→ **Work to be completed**:
Show each line of the items that contains the string "building", matching case exactly.

→ **Input data**:

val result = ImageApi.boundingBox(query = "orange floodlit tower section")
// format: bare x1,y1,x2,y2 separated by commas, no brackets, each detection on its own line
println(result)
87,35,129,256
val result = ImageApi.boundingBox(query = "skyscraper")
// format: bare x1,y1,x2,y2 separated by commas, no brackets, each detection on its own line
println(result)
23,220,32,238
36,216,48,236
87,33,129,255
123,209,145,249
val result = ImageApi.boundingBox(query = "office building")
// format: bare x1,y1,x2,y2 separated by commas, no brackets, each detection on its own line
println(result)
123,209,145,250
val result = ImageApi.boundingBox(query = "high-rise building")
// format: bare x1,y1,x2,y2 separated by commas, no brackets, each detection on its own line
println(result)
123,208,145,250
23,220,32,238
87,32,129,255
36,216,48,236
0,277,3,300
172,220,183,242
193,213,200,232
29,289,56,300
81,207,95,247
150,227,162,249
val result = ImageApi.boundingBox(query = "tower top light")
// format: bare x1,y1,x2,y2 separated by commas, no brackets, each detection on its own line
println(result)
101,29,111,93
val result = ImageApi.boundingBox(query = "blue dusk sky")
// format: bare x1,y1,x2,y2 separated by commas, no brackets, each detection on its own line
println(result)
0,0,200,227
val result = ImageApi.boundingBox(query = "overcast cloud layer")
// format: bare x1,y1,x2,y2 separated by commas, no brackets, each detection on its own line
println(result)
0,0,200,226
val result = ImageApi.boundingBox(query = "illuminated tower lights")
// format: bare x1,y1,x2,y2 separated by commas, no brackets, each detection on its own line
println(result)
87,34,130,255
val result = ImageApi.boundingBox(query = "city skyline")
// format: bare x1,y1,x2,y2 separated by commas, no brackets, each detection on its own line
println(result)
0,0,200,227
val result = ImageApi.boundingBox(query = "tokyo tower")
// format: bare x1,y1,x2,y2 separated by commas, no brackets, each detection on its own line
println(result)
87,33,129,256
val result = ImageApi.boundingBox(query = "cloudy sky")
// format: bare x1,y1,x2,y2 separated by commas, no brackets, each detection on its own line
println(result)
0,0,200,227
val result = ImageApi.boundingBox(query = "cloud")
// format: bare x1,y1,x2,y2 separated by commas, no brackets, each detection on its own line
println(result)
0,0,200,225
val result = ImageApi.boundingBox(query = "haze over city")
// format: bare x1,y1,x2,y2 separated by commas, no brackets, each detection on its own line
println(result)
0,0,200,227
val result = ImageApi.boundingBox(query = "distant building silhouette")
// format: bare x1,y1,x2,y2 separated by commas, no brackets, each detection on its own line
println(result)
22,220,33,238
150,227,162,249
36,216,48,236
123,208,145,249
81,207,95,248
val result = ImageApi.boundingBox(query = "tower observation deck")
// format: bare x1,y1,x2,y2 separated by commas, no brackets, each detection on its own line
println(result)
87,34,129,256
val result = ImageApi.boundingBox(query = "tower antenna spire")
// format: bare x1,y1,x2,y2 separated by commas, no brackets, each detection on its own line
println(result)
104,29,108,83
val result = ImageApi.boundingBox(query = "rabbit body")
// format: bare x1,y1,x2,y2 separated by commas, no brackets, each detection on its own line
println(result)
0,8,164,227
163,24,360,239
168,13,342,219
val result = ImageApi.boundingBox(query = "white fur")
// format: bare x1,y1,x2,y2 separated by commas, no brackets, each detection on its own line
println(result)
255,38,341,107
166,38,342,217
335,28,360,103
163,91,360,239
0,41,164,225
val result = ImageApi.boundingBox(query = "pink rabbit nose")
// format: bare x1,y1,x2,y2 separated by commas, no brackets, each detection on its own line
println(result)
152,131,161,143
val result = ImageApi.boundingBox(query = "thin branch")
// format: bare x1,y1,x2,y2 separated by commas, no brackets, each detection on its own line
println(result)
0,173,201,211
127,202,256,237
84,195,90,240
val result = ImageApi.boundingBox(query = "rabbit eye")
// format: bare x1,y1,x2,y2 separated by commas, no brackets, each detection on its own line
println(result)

→ **Answer to the task**:
val result = ImageApi.boundingBox(query = "office building")
val result = ImageApi.boundingBox(query = "high-rise building")
val result = ImageApi.boundingBox(query = "distant building silhouette")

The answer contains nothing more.